This software is currently in **ALPHA**. While we have extensively tested these
tools across a wide variety of data, **no guarantees are made** regarding
correctness or stability.

## Overview

Riker is the spiritual successor to [picard](https://github.com/broadinstitute/picard) for next-generation sequencing QC.  It aims to provide modern, fast implementations of NGS QC metrics that tell you both "how does your sample look?" and often "why does it look bad?".  It is **not** intended to be a drop-in replacement for Picard.  Notably:

* Command line structure is different
* Output file formats are simplified and column names changed to resolve inconsistencies and confusion (and to use lower-case)

Extracted material.

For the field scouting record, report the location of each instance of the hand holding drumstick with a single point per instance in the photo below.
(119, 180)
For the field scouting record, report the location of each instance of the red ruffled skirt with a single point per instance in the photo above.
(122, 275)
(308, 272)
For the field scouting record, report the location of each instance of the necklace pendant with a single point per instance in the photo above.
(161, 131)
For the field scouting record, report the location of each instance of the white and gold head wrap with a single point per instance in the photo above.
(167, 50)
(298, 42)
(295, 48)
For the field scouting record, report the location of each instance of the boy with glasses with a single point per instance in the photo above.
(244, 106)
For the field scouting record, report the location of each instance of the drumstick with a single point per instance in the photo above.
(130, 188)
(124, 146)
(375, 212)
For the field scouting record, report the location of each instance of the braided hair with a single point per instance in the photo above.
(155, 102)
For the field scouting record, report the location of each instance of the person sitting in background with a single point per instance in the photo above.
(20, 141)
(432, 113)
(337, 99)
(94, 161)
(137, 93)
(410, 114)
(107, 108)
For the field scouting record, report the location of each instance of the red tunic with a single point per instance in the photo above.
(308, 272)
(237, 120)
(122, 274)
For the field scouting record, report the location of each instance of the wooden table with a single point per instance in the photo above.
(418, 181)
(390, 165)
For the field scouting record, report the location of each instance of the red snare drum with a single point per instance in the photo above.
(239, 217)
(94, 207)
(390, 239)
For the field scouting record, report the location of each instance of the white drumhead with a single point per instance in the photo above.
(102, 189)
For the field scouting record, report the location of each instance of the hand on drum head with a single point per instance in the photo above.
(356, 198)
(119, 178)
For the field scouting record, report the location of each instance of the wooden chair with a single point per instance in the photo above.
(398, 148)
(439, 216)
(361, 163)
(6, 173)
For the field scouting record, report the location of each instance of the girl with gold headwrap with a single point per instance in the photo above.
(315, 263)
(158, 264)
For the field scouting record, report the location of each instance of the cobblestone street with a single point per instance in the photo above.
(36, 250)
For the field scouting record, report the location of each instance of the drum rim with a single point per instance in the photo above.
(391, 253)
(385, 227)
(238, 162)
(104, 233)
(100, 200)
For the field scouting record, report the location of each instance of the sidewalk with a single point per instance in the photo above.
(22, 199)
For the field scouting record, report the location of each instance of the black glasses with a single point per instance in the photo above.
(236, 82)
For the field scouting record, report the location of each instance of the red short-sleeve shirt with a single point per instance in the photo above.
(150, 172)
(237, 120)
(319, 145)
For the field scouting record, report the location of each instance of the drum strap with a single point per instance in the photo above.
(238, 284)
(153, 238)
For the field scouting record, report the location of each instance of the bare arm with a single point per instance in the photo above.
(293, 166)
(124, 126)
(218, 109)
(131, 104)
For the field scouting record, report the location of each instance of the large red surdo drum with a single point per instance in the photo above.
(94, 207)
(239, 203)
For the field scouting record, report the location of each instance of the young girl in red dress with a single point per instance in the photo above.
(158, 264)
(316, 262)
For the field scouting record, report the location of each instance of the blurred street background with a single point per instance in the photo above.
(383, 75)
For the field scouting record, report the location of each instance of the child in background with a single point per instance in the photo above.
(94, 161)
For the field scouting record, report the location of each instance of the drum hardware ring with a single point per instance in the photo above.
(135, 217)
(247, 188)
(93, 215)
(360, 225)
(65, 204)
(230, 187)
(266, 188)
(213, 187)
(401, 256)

...

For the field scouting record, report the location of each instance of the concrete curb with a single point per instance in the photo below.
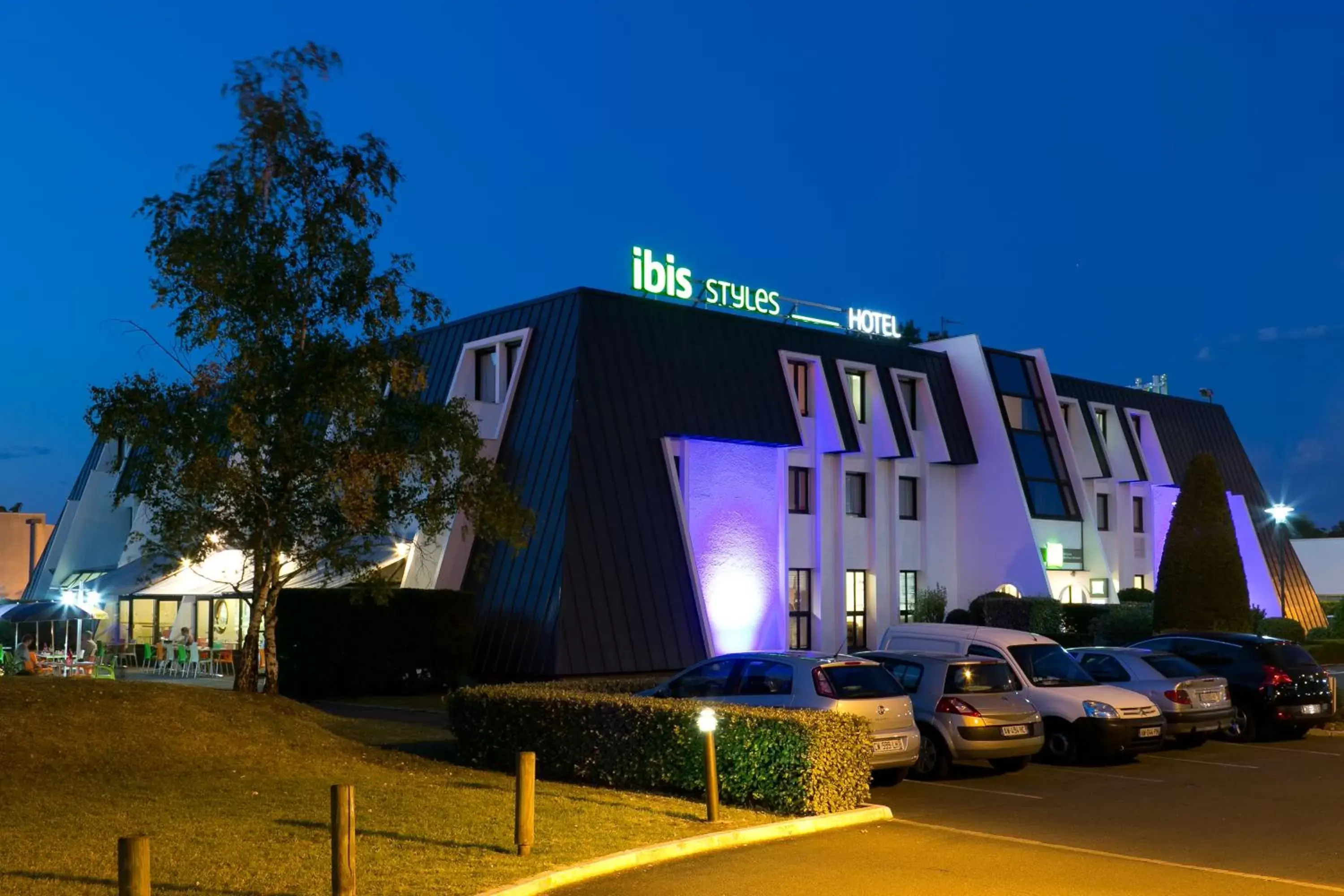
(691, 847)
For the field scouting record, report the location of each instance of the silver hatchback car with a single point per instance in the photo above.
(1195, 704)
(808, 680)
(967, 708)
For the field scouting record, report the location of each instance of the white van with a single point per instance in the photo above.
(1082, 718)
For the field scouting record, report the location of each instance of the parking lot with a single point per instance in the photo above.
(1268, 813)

Problem 1. According to the Riker overview, what tool is Riker the spiritual successor to?
Problem 2. Sum up the Riker overview in two sentences.
Problem 3. In the Riker overview, repeat the text from "This software is" to "to use lower-case)", substituting "BETA" for "ALPHA".

Response area 1. Picard, for next-generation sequencing QC.

Response area 2. Riker is alpha software for next-generation sequencing QC, and although it has been extensively tested, no guarantees are made about its correctness or stability. As the spiritual successor to Picard, it aims to offer modern, fast QC metrics but is not a drop-in replacement, since its command line structure differs and its output formats and column names have been simplified and changed.

Response area 3.
This software is currently in **BETA**. While we have extensively tested these
tools across a wide variety of data, **no guarantees are made** regarding
correctness or stability.

## Overview

Riker is the spiritual successor to [picard](https://github.com/broadinstitute/picard) for next-generation sequencing QC.  It aims to provide modern, fast implementations of NGS QC metrics that tell you both "how does your sample look?" and often "why does it look bad?".  It is **not** intended to be a drop-in replacement for Picard.  Notably:

* Command line structure is different
* Output file formats are simplified and column names changed to resolve inconsistencies and confusion (and to use lower-case)